OBJETIVO 1 ▸ Repite de forma literal el fragmento del texto sobre el cine militante comprendido entre "8. La guerra" y "con escasos medios.", ambos incluidos.
OBJETIVO 2 ▸ Completa la parte siguiente del texto sobre el cine militante, empezando justo después de su última oración.

TEXTO DE LECTURA ▸

8. La guerra de España motivó la aparición de un cine militante, explícitamente revolucionario, no comercial y por lo general producido con escasos medios.
En Estados Unidos esta corriente ha sobrevivido como ha podido después del maccarthismo, consiguiendo a pesar de todo dos obras maestras: una es un residuo del sentimiento pacifista, Johnny cogió su fusil, de Dalton Trumbo (1971), y la otra es a la vez social, antirracista y feminista, La sal de la tierra, de Herbert Biberman, que en Estados Unidos fue boicoteada por su militancia.
En la Europa de posguerra este cine militante invocaba el nombre de Dziga Vertov, lo que le situaba su ideología y definía su carácter: documental y no ficción. Tras la segunda guerra mundial, la lucha contra el imperialismo iba sustituyendo más o menos a la lucha contra la burguesía, para lo cual el cine militante desplazó sus cámaras hacia los pueblos colonizados a fin de ayudarlos a liberarse, a menos que esa liberación no tuviera igualmente por efecto debilitar a la «burguesía dominante». En 1946 nos encontramos a Joris Ivens en Indonesia (Indonesia Calling), mientras que René Vautier y Lakhdar-Hamina apoyan el nacimiento de un cine argelino, Yann Le Masson rueda Sucre amer en Reunión (1964), o LioneI Rogosin con Coome Back Africa en Sudáfrica (1959). También el mundo árabe desarrolla un cine nacional, explícitamente revolucionario, con L'heure de la révolution a sonné, de Heini Srour, sobre Omán, así como una serie de películas sobre Palestina, que junto a la China es un nuevo punto de referencia para una cierta izquierda revolucionaria...

REGISTROS DE DATOS ▸
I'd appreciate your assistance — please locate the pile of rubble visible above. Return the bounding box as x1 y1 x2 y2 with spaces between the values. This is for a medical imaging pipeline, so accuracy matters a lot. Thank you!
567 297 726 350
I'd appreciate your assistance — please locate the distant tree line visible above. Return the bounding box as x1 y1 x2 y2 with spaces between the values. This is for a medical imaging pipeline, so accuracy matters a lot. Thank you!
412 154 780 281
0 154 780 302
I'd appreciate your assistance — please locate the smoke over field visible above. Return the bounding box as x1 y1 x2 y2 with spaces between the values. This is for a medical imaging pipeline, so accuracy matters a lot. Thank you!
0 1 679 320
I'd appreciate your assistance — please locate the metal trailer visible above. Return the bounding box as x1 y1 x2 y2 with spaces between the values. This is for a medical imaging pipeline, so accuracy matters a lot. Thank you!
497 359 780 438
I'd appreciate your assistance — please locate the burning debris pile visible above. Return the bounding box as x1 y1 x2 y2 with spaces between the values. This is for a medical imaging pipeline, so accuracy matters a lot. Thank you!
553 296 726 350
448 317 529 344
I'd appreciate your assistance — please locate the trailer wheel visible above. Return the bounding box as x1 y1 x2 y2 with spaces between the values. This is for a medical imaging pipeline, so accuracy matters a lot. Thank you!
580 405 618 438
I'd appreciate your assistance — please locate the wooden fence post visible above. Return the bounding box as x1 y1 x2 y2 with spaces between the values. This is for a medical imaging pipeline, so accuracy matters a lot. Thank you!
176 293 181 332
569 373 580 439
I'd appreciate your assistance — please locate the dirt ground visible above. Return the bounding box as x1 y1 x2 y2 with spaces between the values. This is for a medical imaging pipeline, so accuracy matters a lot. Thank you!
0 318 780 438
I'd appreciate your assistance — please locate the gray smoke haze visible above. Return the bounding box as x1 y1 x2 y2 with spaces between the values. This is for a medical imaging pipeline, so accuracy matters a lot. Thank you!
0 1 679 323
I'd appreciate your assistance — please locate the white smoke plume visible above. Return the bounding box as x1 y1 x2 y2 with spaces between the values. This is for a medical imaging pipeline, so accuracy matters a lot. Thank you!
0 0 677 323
* * *
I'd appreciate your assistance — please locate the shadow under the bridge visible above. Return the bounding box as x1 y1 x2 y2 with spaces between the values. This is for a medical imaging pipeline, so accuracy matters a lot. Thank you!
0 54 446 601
--
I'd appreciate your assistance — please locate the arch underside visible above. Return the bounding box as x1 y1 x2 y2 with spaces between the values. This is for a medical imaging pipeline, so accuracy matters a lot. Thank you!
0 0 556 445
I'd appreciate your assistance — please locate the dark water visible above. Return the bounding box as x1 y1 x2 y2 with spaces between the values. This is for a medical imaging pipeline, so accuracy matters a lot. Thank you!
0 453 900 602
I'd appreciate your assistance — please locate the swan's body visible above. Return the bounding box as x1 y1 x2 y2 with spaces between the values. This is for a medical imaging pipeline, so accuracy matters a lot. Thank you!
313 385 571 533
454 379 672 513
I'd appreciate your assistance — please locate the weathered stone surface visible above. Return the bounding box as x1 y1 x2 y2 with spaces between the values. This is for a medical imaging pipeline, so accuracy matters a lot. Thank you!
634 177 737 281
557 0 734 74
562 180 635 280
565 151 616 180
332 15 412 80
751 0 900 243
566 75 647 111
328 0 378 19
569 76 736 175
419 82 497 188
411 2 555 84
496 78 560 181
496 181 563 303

RESULTADO DEL EJERCICIO 1 ▸
8. La guerra de España motivó la aparición de un cine militante, explícitamente revolucionario, no comercial y por lo general producido con escasos medios.

RESULTADO DEL EJERCICIO 2 ▸
Después del mayo de 1968 esta izquierda ya no sabe a dónde enfocar la cámara... Al respecto, puede considerarse que Le fond de l 'air est rouge. de Chris Marker (1977), es un film compendio que en cierto modo, toca a muerto por la idea revolucionaria, por lo menos tal como había surgido en Europa, A pesar de todo, este tipo de cine mantiene su público de militantes, que aseguran admirar sus méritos y así lo escriben en los periódicos, pero lo cierto es que a las salas no va nadie, y sólo sobrevive gracias a un tercer circuito -ni comercial ni televisivo- que son los diversos festivales.
Un cine decididamente militante y revolucionario es el que se desarrolla en esta época en Latinoamérica, incluso para glorificar la lucha revolucionaria del Vietnam en films como Hanoi, martes 13 (1967), del cubano Santiago Álvarez. La hora de los hornos (1966-1968), del argentino Fernando Solanas, es una lúcida fantasía sobre una revolución imaginaria, construido a la manera de Eisenstein y destinado a un amplio éxito internacional. ¿Será en la América india y negra donde se encuentra el futuro? Ésta es la pregunta que se plantean actualmente los cineastas nacidos en los flancos de los Andes, como Jorge Sanjinés, autor de La sangre del cóndor ( 1969), o Federico García en Túpac Amaru (1984).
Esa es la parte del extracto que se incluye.